* _Work to be completed_
Pull out every line in the material that contains the string "target", and copy each one in full. Matching is case-sensitive.

Outline annotation records
┄┄┄┄┄┄┄┄┄┄
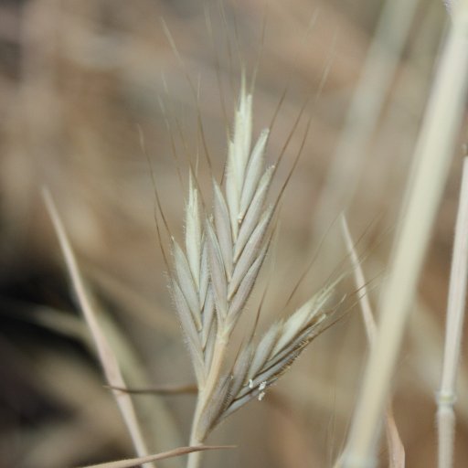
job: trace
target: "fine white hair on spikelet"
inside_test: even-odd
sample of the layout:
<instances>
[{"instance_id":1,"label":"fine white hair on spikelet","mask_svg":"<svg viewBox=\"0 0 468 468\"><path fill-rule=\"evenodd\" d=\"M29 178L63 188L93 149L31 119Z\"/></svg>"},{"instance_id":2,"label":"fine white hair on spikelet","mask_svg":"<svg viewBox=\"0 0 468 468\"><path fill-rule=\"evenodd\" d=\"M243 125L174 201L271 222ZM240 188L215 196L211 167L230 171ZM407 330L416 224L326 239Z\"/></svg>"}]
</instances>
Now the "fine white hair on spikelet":
<instances>
[{"instance_id":1,"label":"fine white hair on spikelet","mask_svg":"<svg viewBox=\"0 0 468 468\"><path fill-rule=\"evenodd\" d=\"M203 443L219 421L249 400L261 400L267 388L335 316L335 309L327 303L339 280L289 318L271 324L258 343L251 330L230 369L226 363L229 338L271 240L278 203L268 201L275 174L275 166L265 163L269 134L269 129L262 130L252 144L252 96L243 80L224 187L213 180L212 212L204 212L190 173L185 250L172 242L171 289L198 387L192 445ZM191 454L188 466L197 467L199 457Z\"/></svg>"}]
</instances>

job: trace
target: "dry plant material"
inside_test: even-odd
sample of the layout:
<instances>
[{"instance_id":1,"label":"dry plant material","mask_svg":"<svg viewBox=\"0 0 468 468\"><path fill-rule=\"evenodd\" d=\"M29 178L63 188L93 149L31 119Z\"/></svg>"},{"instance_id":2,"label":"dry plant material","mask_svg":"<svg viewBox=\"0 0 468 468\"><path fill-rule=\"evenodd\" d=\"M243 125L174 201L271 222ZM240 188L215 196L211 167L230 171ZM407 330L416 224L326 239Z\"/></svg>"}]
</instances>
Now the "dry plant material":
<instances>
[{"instance_id":1,"label":"dry plant material","mask_svg":"<svg viewBox=\"0 0 468 468\"><path fill-rule=\"evenodd\" d=\"M145 457L129 458L127 460L119 460L117 462L108 462L106 463L91 464L83 468L133 468L142 463L155 462L157 460L165 460L166 458L180 457L194 452L202 452L206 450L234 449L234 445L200 445L197 447L179 447L154 455Z\"/></svg>"},{"instance_id":2,"label":"dry plant material","mask_svg":"<svg viewBox=\"0 0 468 468\"><path fill-rule=\"evenodd\" d=\"M102 365L107 381L112 387L125 388L125 382L122 376L119 363L117 362L117 358L112 347L109 346L106 336L101 329L97 315L91 305L91 301L81 278L81 273L78 267L75 254L73 253L65 228L48 190L46 189L43 191L43 197L58 238L63 256L65 257L73 288L75 289L84 318L96 345L98 356L101 360L101 364ZM140 456L146 455L148 451L136 419L132 399L125 392L114 389L112 390L112 393L115 397L125 425L130 432L137 454ZM145 466L149 468L150 466L154 465L151 461L149 461L145 463Z\"/></svg>"},{"instance_id":3,"label":"dry plant material","mask_svg":"<svg viewBox=\"0 0 468 468\"><path fill-rule=\"evenodd\" d=\"M468 0L456 3L415 152L415 165L351 424L345 468L376 465L376 447L391 378L424 253L447 180L468 88Z\"/></svg>"},{"instance_id":4,"label":"dry plant material","mask_svg":"<svg viewBox=\"0 0 468 468\"><path fill-rule=\"evenodd\" d=\"M360 292L359 303L361 305L362 318L367 336L369 348L372 349L376 342L376 321L372 314L370 306L369 296L367 293L367 286L364 271L362 271L361 264L356 248L349 232L349 227L345 216L342 216L342 228L345 243L351 258L355 271L355 282L356 290ZM393 416L393 405L391 401L388 402L385 415L385 431L387 434L387 444L388 446L388 467L389 468L404 468L405 466L405 448L401 442L399 430Z\"/></svg>"},{"instance_id":5,"label":"dry plant material","mask_svg":"<svg viewBox=\"0 0 468 468\"><path fill-rule=\"evenodd\" d=\"M171 289L193 363L198 397L191 445L203 443L227 416L267 388L310 341L330 324L327 305L336 282L307 301L263 337L247 332L231 366L226 362L231 334L246 308L271 239L277 203L268 202L275 172L265 167L269 131L252 145L252 97L242 84L229 144L224 189L213 180L213 212L206 214L193 175L186 204L185 250L172 241ZM339 280L338 280L339 281ZM199 454L188 466L199 465Z\"/></svg>"},{"instance_id":6,"label":"dry plant material","mask_svg":"<svg viewBox=\"0 0 468 468\"><path fill-rule=\"evenodd\" d=\"M453 465L456 399L455 383L458 374L462 334L466 303L468 273L468 157L463 159L462 190L458 207L455 241L447 305L445 351L443 356L441 389L437 396L437 429L439 432L439 468Z\"/></svg>"}]
</instances>

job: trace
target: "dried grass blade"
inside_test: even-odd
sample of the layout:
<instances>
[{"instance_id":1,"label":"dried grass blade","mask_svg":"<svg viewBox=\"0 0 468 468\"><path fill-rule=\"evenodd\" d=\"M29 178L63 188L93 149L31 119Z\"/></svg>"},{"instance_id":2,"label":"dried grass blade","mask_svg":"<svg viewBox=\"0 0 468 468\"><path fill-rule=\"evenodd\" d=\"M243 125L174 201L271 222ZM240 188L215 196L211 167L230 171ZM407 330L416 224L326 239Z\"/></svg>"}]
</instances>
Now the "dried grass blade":
<instances>
[{"instance_id":1,"label":"dried grass blade","mask_svg":"<svg viewBox=\"0 0 468 468\"><path fill-rule=\"evenodd\" d=\"M65 257L69 274L79 299L83 316L90 327L90 331L96 345L107 382L109 385L113 387L126 388L115 355L109 346L107 338L101 330L101 326L91 305L91 301L89 297L89 292L87 292L84 282L81 278L81 273L78 267L75 254L71 249L65 227L63 226L62 220L58 215L54 200L52 199L52 196L47 188L44 188L42 197L48 215L54 225L57 237L58 238L58 242L60 244L63 256ZM125 425L130 432L137 454L140 456L145 455L148 451L136 420L132 399L128 394L119 390L113 390L112 393L115 397L123 420L125 421ZM147 466L150 465L148 464ZM151 463L151 466L154 466L154 464Z\"/></svg>"},{"instance_id":2,"label":"dried grass blade","mask_svg":"<svg viewBox=\"0 0 468 468\"><path fill-rule=\"evenodd\" d=\"M90 464L83 468L133 468L142 463L155 462L156 460L165 460L166 458L180 457L192 452L200 452L206 450L235 449L235 445L198 445L194 447L179 447L178 449L163 452L155 455L147 455L144 457L130 458L127 460L119 460L118 462L108 462L106 463Z\"/></svg>"},{"instance_id":3,"label":"dried grass blade","mask_svg":"<svg viewBox=\"0 0 468 468\"><path fill-rule=\"evenodd\" d=\"M349 232L349 227L345 216L341 218L343 235L345 243L351 258L355 271L356 287L360 291L359 303L361 305L363 321L367 335L369 348L372 349L376 340L377 326L374 320L374 314L370 307L369 296L367 293L367 287L364 271L362 271L361 264L356 248ZM399 430L393 417L393 409L391 401L388 401L387 407L387 413L385 417L385 430L387 433L387 443L388 444L388 466L390 468L404 468L405 466L405 448L401 438L399 437Z\"/></svg>"},{"instance_id":4,"label":"dried grass blade","mask_svg":"<svg viewBox=\"0 0 468 468\"><path fill-rule=\"evenodd\" d=\"M229 213L218 183L213 181L215 228L228 280L232 275L232 232Z\"/></svg>"}]
</instances>

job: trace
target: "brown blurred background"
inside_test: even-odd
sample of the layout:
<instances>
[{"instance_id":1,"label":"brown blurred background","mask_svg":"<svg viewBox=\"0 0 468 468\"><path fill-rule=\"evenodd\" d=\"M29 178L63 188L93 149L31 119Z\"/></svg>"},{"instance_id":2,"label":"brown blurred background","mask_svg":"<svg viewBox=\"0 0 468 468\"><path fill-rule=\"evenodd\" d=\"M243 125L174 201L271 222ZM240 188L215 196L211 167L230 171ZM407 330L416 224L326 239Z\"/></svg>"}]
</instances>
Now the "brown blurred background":
<instances>
[{"instance_id":1,"label":"brown blurred background","mask_svg":"<svg viewBox=\"0 0 468 468\"><path fill-rule=\"evenodd\" d=\"M370 0L0 3L1 468L58 468L133 454L70 292L40 197L44 185L129 385L192 382L155 229L154 187L171 233L180 239L188 161L199 161L200 186L209 199L204 140L219 180L242 68L250 79L258 66L255 134L270 124L287 90L268 150L272 163L293 131L275 193L311 119L282 201L277 247L266 267L263 320L291 312L335 269L346 268L335 222L345 207L353 235L361 238L376 303L447 22L441 2L417 3L358 178L345 169L355 164L350 155L335 181L338 187L356 184L356 190L346 203L327 205L320 194L330 191L329 167L345 125L349 128L346 111L382 8L383 2ZM363 112L366 106L363 100ZM434 392L461 163L455 158L395 380L397 425L407 466L415 468L436 465ZM317 250L310 274L283 310ZM250 403L213 434L209 441L239 448L208 453L206 466L332 466L366 356L356 309L311 345L264 401ZM460 387L456 466L466 466L464 375ZM186 444L193 396L135 401L153 452ZM379 460L388 465L384 444Z\"/></svg>"}]
</instances>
┄┄┄┄┄┄┄┄┄┄
* _Task response_
target: "fine white hair on spikelet"
target: "dry plant material"
target: "dried grass blade"
target: "brown blurred background"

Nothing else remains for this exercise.